• Teks Kutipan

---*---

Asal mula munculnya tradisi Baayun Mulud ini diduga kuat pada awalnya berkaitan erat dengan tradisi lainnya dalam masyarakat Banjar, yaitu tradisi Bapalas Bidan.



Tradisi Bapalas Bidan sendiri adalah sebuah upacara pemberkatan yang dilakukan oleh seorang bidan kampung/tradisional kepada sang jabang bayi dan ibunya. Mereka yang melaksanakan tradisi ini berpandangan bahwa jika sebuah keluarga yang baru saja menerima kehadiran seorang bayi tidak melaksanakan upacara bapalas bidan, maka seakan-akan bayi yang baru lahir tersebut dianggap sebagai anak dari bidan yang menolong prosesi persalinannya.

Begitu kuatnya sebagian masyarakat Banjar mempercayai anggapan ini, sampai-sampai mereka tetap mengadakan acara bapalas bidan, meskipun yang membantu prosesi melahirkannya bukan lagi bidan tradisional atau bidan kampung, melainkan bidan yang berpendidikan modern atau dokter di rumah sakit.

Mereka juga percaya, bahwa jika acara bapalas bidan ini tidak dilakukan, maka konon bayinya akan sering sakit-sakitan karena diganggu makhluk gaib.

Dalam pelaksanaan upacara Bapalas Bidan, disediakan ayunan (buaian) yang terdiri tiga lapis kain panjang, lapis yang paling atas biasanya berwarna kuning.

Juga disediakan berbagai kue-kue dan piduduk (sesajian), baik piduduk kering maupun piduduk basah, dan berbagai perlengkapan lainnya.

---*---

• Tugas
Jawablah pertanyaan berikut berdasarkan teks tentang tradisi Bapalas Bidan.
1. Dengan tradisi apa asal mula Baayun Mulud diduga kuat berkaitan erat?
2. Menurut kepercayaan yang disebutkan, apa yang konon terjadi pada bayi jika acara bapalas bidan tidak dilakukan?
3. Terdiri dari berapa lapis kain panjang ayunan dalam upacara Bapalas Bidan, dan apa warna lapis paling atas biasanya?
Data ini diambil dari sumber yang berbeda.

---*---

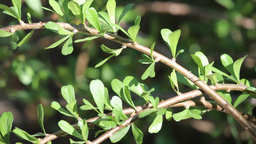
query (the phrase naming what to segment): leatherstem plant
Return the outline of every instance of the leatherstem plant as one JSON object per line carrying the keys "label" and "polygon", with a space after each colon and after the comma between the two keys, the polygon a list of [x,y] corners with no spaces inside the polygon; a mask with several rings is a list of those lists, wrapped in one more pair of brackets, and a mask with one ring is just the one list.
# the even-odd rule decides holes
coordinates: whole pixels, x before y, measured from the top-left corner
{"label": "leatherstem plant", "polygon": [[[64,55],[70,54],[73,51],[72,38],[74,34],[82,34],[91,36],[74,41],[79,42],[88,41],[83,48],[87,46],[93,39],[102,38],[119,43],[122,45],[122,47],[119,49],[111,49],[102,45],[101,47],[102,50],[111,55],[97,64],[96,67],[103,64],[113,56],[118,56],[127,47],[131,48],[144,54],[142,55],[143,59],[139,60],[140,62],[151,64],[142,74],[142,80],[144,80],[149,76],[155,76],[154,66],[158,62],[173,69],[169,77],[172,87],[178,95],[159,102],[158,97],[154,98],[152,96],[152,92],[154,90],[153,88],[149,89],[147,86],[140,83],[134,77],[128,76],[122,82],[117,79],[112,81],[112,89],[119,97],[114,96],[109,101],[107,89],[104,87],[104,84],[100,80],[93,80],[90,83],[90,90],[97,106],[93,106],[90,102],[84,99],[83,101],[85,105],[80,107],[79,109],[81,110],[94,110],[98,113],[98,116],[86,120],[80,118],[78,113],[77,100],[73,87],[71,85],[63,86],[61,88],[61,94],[67,103],[66,106],[67,111],[61,108],[56,102],[52,103],[51,107],[62,114],[74,117],[77,119],[78,123],[71,125],[66,121],[61,120],[58,123],[61,130],[53,134],[47,134],[43,127],[43,109],[42,105],[39,105],[37,107],[38,116],[43,133],[31,135],[19,128],[15,128],[13,132],[20,138],[34,143],[45,144],[59,137],[69,134],[82,141],[75,142],[70,139],[71,143],[98,144],[109,138],[112,142],[116,142],[125,135],[131,125],[136,143],[141,143],[143,133],[133,123],[140,118],[149,114],[155,116],[155,120],[149,128],[149,132],[154,133],[158,132],[161,129],[162,115],[165,114],[167,120],[170,120],[173,118],[175,120],[179,121],[191,117],[201,119],[201,115],[211,110],[217,110],[230,114],[245,130],[248,131],[253,138],[256,138],[256,130],[250,123],[251,122],[255,124],[253,117],[246,114],[243,116],[234,107],[248,97],[256,97],[256,89],[252,83],[247,80],[240,78],[240,68],[245,57],[234,62],[227,54],[224,54],[221,56],[221,60],[222,64],[231,73],[231,75],[230,76],[213,67],[213,62],[209,64],[207,58],[202,52],[197,52],[191,56],[198,66],[199,72],[198,77],[176,62],[177,56],[184,51],[183,50],[181,50],[176,54],[176,47],[181,34],[180,30],[173,32],[168,29],[163,29],[161,31],[162,37],[172,54],[173,58],[170,59],[154,51],[155,43],[149,48],[136,42],[136,38],[140,27],[141,17],[139,16],[135,20],[134,26],[129,28],[127,32],[119,26],[124,16],[132,8],[133,5],[133,4],[126,5],[119,17],[118,23],[116,24],[116,3],[114,0],[109,0],[108,1],[106,5],[107,12],[97,12],[94,8],[90,7],[93,2],[92,0],[84,1],[83,2],[81,1],[70,2],[68,0],[62,0],[61,6],[54,0],[49,0],[49,3],[54,11],[47,8],[42,8],[57,14],[67,23],[48,22],[32,23],[30,14],[28,13],[27,16],[29,23],[25,23],[21,19],[21,0],[12,1],[14,8],[0,5],[0,9],[4,10],[4,13],[16,18],[20,23],[1,29],[0,37],[10,36],[11,47],[13,49],[16,49],[17,46],[22,46],[27,42],[33,35],[34,30],[38,29],[46,28],[59,34],[65,36],[59,41],[46,48],[48,49],[54,48],[66,40],[61,51]],[[69,22],[70,10],[81,21],[81,24],[77,25],[68,23]],[[85,25],[85,20],[89,23],[89,26]],[[102,28],[103,25],[106,28]],[[17,31],[25,29],[33,30],[17,44],[16,42],[18,41],[19,38],[14,35],[15,32]],[[129,39],[118,36],[116,33],[118,29],[126,34]],[[213,73],[213,72],[215,73]],[[222,84],[224,83],[223,76],[237,84]],[[208,80],[214,85],[208,86],[207,84]],[[188,86],[194,90],[182,94],[179,90],[178,81]],[[220,91],[220,90],[225,90],[226,92],[225,91]],[[230,94],[228,93],[231,90],[243,92],[233,105],[231,103]],[[131,97],[130,91],[143,98],[146,104],[135,106]],[[217,91],[217,92],[216,91]],[[201,95],[203,92],[209,95],[218,104],[206,101],[203,97],[201,97],[200,101],[186,100]],[[227,97],[227,95],[228,96]],[[122,100],[131,108],[123,109]],[[185,101],[183,101],[184,100]],[[181,106],[185,107],[185,109],[173,114],[170,107]],[[197,107],[192,108],[190,107],[195,106],[205,108],[199,109]],[[104,110],[111,111],[112,112],[105,114]],[[130,116],[128,117],[129,115]],[[0,127],[0,131],[2,136],[2,137],[0,135],[0,144],[10,143],[9,135],[13,118],[10,112],[4,113],[0,118],[0,125],[1,126]],[[103,129],[96,132],[96,135],[102,132],[106,132],[95,140],[89,141],[87,139],[89,129],[95,125]],[[45,137],[42,139],[35,137],[44,136]]]}

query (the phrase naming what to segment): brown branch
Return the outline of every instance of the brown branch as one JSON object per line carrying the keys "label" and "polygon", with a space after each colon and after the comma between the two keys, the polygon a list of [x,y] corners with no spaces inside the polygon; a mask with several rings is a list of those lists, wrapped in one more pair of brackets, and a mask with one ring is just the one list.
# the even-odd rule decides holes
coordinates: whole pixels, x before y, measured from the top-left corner
{"label": "brown branch", "polygon": [[[185,3],[161,1],[145,2],[137,5],[135,8],[140,14],[147,12],[170,14],[173,15],[190,15],[205,18],[227,19],[227,14],[209,10],[207,8],[193,6]],[[256,27],[253,19],[239,15],[233,19],[234,23],[249,29]]]}
{"label": "brown branch", "polygon": [[[100,35],[97,30],[93,28],[86,26],[71,25],[66,23],[59,23],[61,27],[66,29],[73,30],[74,29],[76,29],[79,32],[86,33],[92,35]],[[14,33],[17,30],[22,29],[43,28],[44,28],[43,25],[45,23],[39,23],[23,24],[22,25],[15,25],[5,27],[1,29],[1,30]],[[149,48],[137,43],[134,43],[131,40],[121,37],[117,34],[106,33],[104,38],[120,43],[123,45],[130,47],[148,55],[150,55],[150,49]],[[256,129],[237,110],[230,105],[228,102],[211,88],[204,82],[201,81],[196,76],[176,63],[174,59],[170,59],[155,51],[153,51],[152,55],[154,58],[157,59],[158,61],[161,62],[170,67],[175,69],[176,71],[190,80],[198,86],[211,98],[219,104],[221,107],[225,109],[228,113],[230,114],[243,126],[245,130],[248,131],[254,138],[255,139],[256,138]],[[134,116],[135,118],[136,115]]]}

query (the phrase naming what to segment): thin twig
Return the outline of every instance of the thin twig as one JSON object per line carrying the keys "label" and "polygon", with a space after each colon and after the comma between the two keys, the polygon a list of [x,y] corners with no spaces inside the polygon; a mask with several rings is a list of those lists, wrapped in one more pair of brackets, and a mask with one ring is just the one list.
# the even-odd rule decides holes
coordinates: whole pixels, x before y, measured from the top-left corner
{"label": "thin twig", "polygon": [[[59,23],[63,28],[70,30],[77,29],[80,32],[89,33],[92,35],[98,35],[100,34],[95,29],[77,25],[71,25],[66,23]],[[14,32],[15,31],[22,29],[37,29],[44,28],[43,25],[45,23],[37,23],[24,24],[22,25],[17,25],[9,26],[1,29],[1,30]],[[130,40],[120,37],[116,34],[106,33],[104,38],[119,43],[123,45],[130,47],[137,51],[142,52],[148,55],[150,55],[150,49],[138,44],[134,44]],[[204,82],[201,81],[196,76],[188,70],[176,63],[175,61],[170,59],[155,51],[153,51],[152,55],[154,58],[159,59],[159,61],[165,64],[175,70],[190,80],[200,89],[208,95],[230,114],[241,125],[245,130],[247,130],[252,136],[256,139],[256,129],[240,113],[234,108],[228,102],[226,101],[220,95],[211,88]],[[136,116],[136,115],[135,115]],[[135,117],[136,117],[135,116]]]}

---*---

• Jawaban
1. Asal mula Baayun Mulud diduga kuat berkaitan erat dengan tradisi Bapalas Bidan.
2. Bayi itu konon akan sering sakit-sakitan karena diganggu makhluk gaib.
3. Ayunan itu terdiri dari tiga lapis kain panjang, dan lapis paling atas biasanya berwarna kuning.